**JOB:** Copy out exactly the lines from the one containing "Put a dot on each instance of the stone paving" to the end of the records below, both included, and nothing else.

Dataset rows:
........
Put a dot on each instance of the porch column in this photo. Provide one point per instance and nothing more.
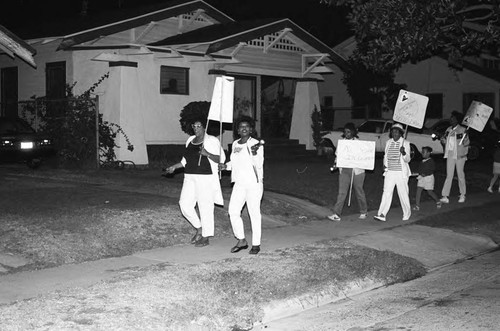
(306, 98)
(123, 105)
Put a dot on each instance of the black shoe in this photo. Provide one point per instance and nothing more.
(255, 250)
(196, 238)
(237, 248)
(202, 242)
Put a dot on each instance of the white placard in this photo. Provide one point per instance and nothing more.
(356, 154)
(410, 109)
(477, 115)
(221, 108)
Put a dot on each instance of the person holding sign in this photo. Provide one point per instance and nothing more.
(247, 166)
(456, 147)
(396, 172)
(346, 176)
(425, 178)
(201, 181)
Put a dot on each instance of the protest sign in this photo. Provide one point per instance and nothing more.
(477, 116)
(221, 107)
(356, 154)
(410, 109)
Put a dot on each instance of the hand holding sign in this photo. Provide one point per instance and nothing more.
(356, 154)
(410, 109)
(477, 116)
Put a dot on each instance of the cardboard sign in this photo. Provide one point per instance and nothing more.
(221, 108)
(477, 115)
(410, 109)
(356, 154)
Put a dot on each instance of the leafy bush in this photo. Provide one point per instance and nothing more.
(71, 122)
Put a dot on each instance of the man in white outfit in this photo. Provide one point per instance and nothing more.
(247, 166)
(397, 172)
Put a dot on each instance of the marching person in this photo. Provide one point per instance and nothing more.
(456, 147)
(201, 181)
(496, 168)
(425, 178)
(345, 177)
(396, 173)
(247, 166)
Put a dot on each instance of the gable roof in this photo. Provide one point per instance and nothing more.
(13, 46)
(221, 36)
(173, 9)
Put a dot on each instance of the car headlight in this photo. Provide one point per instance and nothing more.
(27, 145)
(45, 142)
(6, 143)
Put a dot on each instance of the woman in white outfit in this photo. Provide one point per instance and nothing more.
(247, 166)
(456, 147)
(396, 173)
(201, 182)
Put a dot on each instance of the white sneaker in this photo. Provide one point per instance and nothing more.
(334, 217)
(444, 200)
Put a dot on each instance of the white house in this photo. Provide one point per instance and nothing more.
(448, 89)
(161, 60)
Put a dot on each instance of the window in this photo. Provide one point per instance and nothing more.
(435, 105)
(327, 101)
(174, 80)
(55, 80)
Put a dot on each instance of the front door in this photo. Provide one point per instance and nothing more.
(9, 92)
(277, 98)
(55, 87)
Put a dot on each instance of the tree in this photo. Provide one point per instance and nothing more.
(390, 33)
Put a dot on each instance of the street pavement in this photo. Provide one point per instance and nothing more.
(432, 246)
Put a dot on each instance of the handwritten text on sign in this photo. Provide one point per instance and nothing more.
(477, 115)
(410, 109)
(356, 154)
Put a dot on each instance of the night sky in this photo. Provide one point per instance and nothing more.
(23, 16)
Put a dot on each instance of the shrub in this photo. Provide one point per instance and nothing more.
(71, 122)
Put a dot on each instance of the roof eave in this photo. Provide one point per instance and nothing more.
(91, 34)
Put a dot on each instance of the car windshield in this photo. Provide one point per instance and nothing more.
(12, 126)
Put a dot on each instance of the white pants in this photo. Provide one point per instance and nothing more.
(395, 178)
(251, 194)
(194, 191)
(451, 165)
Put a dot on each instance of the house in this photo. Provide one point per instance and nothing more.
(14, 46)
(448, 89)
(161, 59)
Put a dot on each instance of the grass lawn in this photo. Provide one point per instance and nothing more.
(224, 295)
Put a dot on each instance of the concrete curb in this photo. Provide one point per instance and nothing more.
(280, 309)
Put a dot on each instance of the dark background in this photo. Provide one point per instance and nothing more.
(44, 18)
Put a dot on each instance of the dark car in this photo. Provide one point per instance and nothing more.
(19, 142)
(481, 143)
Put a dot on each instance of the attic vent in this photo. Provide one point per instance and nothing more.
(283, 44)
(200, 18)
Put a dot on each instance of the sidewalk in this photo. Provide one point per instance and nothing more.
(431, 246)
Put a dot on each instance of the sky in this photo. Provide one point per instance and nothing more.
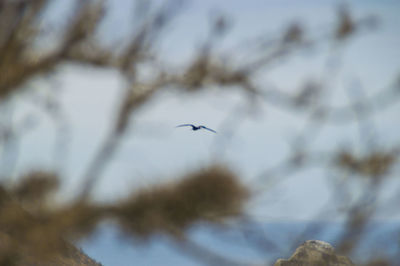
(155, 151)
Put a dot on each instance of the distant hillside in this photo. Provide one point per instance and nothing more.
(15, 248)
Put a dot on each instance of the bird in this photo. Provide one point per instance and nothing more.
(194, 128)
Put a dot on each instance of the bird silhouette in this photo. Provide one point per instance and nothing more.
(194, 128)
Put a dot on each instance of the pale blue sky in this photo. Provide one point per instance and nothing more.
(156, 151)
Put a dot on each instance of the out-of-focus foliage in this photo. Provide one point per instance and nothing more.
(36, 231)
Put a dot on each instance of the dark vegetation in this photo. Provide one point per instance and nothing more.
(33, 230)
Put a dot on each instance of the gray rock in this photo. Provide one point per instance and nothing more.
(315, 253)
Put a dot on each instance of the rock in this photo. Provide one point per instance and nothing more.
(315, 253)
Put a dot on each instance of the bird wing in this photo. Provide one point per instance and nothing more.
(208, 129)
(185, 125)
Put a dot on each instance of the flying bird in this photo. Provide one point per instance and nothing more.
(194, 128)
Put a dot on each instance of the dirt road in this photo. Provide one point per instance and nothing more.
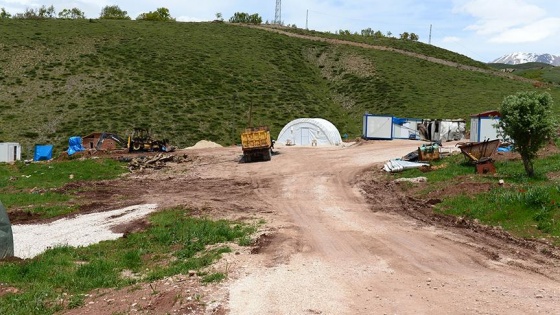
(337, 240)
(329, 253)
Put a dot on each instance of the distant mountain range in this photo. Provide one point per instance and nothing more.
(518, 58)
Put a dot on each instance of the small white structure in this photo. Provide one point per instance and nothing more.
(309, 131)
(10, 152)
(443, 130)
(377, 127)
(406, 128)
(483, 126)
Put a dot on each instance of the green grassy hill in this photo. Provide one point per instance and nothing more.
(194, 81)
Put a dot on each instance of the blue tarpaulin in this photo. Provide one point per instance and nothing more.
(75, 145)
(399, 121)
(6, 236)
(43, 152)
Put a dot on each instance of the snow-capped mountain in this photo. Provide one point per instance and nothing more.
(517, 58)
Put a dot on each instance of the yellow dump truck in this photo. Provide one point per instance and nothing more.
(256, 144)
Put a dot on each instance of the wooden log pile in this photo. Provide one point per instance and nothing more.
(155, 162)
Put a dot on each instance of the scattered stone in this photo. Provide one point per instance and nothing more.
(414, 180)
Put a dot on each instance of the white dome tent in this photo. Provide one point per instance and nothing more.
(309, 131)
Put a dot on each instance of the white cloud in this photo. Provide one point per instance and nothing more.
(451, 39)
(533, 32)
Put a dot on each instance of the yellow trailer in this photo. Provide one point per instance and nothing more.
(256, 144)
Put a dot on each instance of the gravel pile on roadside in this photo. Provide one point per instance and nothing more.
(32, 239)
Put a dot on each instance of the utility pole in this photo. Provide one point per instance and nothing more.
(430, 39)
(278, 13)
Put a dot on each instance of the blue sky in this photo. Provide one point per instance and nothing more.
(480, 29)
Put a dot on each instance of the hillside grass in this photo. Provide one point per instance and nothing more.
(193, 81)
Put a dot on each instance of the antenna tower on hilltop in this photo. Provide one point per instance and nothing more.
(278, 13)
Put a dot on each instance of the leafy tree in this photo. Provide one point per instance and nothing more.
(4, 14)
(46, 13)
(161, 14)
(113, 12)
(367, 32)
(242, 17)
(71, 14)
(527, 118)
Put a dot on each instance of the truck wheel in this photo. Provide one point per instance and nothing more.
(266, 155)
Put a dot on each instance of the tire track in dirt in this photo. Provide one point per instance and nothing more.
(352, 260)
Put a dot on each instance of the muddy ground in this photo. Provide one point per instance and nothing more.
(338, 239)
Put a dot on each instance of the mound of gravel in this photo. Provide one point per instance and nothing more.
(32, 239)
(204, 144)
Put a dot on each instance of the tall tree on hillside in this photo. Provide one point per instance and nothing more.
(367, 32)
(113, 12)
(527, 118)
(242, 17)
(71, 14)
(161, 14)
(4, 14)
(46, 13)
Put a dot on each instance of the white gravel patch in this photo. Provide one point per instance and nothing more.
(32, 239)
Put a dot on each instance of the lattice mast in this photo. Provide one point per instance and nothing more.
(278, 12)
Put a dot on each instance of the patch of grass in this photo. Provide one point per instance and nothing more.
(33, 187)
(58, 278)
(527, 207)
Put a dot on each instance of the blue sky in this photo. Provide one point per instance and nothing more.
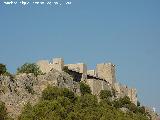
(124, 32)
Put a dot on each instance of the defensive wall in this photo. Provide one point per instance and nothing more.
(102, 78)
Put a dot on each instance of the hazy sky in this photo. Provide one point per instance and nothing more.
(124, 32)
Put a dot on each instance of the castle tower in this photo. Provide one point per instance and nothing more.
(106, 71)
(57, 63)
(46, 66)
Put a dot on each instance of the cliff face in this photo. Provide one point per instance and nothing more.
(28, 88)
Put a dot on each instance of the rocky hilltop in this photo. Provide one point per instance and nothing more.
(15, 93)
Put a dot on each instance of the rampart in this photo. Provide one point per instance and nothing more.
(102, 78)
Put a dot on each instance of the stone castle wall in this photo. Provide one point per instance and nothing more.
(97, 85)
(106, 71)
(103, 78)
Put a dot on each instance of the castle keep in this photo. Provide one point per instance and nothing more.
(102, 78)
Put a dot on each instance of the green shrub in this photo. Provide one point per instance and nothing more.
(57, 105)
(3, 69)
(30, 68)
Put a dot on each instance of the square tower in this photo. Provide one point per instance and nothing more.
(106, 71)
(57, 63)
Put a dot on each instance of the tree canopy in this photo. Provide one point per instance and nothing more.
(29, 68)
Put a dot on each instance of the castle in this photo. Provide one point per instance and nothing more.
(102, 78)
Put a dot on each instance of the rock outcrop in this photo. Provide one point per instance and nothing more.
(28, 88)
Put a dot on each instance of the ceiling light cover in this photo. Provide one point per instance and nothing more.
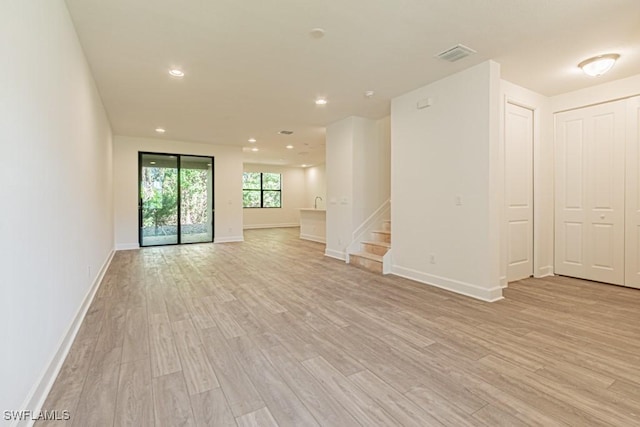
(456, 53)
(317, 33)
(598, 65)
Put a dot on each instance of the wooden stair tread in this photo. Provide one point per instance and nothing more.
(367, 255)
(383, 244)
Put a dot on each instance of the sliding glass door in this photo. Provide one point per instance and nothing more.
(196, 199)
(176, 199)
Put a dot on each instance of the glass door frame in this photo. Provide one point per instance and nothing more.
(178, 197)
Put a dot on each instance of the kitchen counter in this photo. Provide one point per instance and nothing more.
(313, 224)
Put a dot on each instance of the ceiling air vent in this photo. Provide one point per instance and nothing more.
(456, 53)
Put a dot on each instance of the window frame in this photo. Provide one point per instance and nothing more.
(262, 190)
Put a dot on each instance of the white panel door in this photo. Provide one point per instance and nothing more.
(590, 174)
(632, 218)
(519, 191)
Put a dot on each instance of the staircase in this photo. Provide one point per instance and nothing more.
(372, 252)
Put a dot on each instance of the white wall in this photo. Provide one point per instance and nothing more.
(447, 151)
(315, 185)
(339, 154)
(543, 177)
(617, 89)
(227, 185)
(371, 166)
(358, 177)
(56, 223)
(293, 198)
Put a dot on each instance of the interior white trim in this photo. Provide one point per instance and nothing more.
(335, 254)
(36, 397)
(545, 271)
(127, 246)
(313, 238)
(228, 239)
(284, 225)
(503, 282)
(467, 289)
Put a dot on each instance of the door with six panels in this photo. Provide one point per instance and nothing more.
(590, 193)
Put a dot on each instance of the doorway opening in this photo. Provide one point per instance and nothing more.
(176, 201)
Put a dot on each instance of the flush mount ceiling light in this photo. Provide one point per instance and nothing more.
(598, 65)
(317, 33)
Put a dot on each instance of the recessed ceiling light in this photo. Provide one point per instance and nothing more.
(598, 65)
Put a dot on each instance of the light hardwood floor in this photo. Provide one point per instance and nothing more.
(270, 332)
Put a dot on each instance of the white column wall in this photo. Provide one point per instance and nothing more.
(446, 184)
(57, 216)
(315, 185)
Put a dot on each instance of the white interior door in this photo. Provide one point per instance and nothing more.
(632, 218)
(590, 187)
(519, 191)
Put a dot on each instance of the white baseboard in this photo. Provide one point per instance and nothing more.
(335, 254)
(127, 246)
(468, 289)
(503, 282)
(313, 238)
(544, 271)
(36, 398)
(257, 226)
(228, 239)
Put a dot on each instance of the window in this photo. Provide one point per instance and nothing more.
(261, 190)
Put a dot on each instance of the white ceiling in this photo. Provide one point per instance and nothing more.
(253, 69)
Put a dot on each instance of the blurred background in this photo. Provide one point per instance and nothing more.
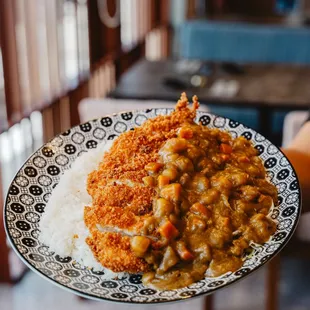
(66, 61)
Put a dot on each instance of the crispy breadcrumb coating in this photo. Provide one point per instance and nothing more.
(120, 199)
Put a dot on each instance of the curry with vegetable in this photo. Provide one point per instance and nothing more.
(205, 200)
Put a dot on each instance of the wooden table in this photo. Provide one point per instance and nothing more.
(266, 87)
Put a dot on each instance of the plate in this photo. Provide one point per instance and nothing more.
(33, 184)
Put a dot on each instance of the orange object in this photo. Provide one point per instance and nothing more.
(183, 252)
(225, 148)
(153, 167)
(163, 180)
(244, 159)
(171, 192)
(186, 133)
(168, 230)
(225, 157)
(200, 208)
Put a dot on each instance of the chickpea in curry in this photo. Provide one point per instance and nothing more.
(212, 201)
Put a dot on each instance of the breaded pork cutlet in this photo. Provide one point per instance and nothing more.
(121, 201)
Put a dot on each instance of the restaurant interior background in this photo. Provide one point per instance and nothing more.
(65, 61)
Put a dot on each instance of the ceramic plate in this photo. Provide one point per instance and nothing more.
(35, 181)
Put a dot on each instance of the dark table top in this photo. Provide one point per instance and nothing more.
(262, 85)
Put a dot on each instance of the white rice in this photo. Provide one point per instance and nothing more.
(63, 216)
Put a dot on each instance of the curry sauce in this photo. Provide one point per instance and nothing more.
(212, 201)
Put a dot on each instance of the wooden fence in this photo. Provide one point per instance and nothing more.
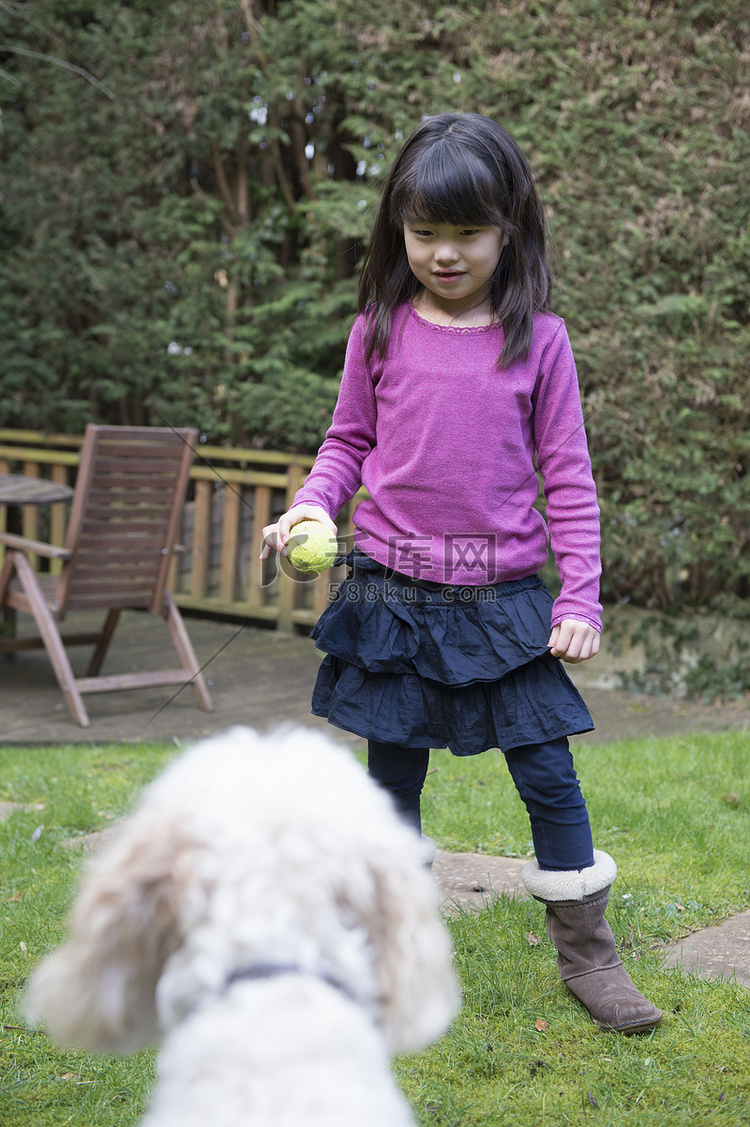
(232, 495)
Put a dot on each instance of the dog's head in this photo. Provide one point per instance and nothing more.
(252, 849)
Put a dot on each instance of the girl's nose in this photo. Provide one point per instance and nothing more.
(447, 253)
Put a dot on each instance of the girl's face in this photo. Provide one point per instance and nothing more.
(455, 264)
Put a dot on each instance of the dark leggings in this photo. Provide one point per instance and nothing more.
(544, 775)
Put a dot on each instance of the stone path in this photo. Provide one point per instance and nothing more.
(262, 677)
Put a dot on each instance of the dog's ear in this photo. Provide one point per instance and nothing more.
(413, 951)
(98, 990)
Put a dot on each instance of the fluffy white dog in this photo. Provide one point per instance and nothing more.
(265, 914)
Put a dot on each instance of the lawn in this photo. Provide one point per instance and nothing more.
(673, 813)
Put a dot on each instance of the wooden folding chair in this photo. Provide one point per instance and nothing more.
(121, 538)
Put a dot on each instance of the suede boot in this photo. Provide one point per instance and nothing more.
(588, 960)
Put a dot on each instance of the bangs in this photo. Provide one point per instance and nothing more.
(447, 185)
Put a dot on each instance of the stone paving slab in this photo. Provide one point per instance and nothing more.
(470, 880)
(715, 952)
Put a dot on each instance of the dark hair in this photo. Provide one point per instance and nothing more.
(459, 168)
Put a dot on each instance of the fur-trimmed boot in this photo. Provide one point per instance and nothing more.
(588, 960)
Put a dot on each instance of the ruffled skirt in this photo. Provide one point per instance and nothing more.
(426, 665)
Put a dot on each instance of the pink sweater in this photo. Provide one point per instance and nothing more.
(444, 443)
........
**OUTPUT FOR THIS EXERCISE:**
Put a dot on each instance of the stone paving slab in this photo. Provide one point per instance and nothing more.
(470, 880)
(715, 952)
Put a dot on each instance of the dark hair in this photo. Provide one point per instance and nothing more.
(459, 168)
Put a dot on each instance of the fur-trimmed boot in this photo. Provide one point per instance and nothing more.
(588, 960)
Put a dot on each instance of the ruffled skirt in this photo. Provide one point per instance and nothing more.
(426, 665)
Put a dot on each instance of the pink sweater in this photo. Provide one point per instance and nothing more.
(444, 443)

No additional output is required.